I'm having a hard time to find a scenario in physics (or in any science) where I can meet the duffing equation with all coefficients not zero (the most general case)
The equation is $x''+\delta x'+\alpha x+\beta x^3=\gamma \cos(\omega t)$
for example I read on wikipedia that I can modelize a "pendulum with a spring that doesn't exactly obey the Hooke's law", but what would the comeback force be then?
Of course, any help/hint would be really appreciate.
Thanks, have a good day.
As a student of physics, the real question should not be, "Why is $\beta \ne 0$?" but rather "Why should we take $\beta = 0$?". Most "springs" don't really obey Hooke's law; elastic deformation isn't really linear. The second order term vanishes near equilibrium because it is a local minimum of the potential energy, so after the linear term, the cubic term in the potential force is the most significant in general.
Physicists like the approximation $\beta = 0$ because the resulting linear equation is explicitly solvable, and because it is reasonably accurate in many cases. However, if we measure the forces more accurately, we often see the $\beta \ne 0$ term.

Dataset:
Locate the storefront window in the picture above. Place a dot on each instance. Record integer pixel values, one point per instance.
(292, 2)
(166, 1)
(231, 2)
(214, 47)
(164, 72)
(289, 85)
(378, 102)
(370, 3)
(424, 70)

Directive 1:
Answer these questions using the Duffing equation thread:
(a) Which physical system does the asker say Wikipedia gives as something the equation can model?
(b) According to the reply, what is true of most springs?
(c) What two reasons does the reply give for why physicists like the approximation $\beta = 0$?
Directive 2:
Extend the Duffing equation thread with a few sentences that pick up after its final sentence.

Expected answer 1:
(a) A pendulum with a spring that doesn't exactly obey Hooke's law.
(b) Most springs don't really obey Hooke's law, because elastic deformation isn't really linear.
(c) The resulting linear equation is explicitly solvable, and it is reasonably accurate in many cases.

Expected answer 2:
Mathematicians, however, like to take $\beta \ne 0$, because otherwise the linear system is too easy to solve. Also, the phenonomena associated with this nonlinearity include fun stuff like chaos.
Note that the pendulum equation without linearization is
$\ddot \theta + \mu \dot \theta + \lambda \sin \theta = 0; \tag 1$
also,
$\sin \theta = \theta - \dfrac{\theta^3}{6} + \ldots, \tag 2$
so to third order in $\theta$ the force "looks like" that of a spring with a cubic correction term, a spring which "doesn't exactly obey Hooke's law"; in the case of (2), the "comeback force" is apparently $-\lambda \sin \theta$; to third order in $\theta$ this is $-\lambda \theta - \lambda \theta^3 / 6$
But hell, even some physicists like chaos. Reminds me of my desk . . .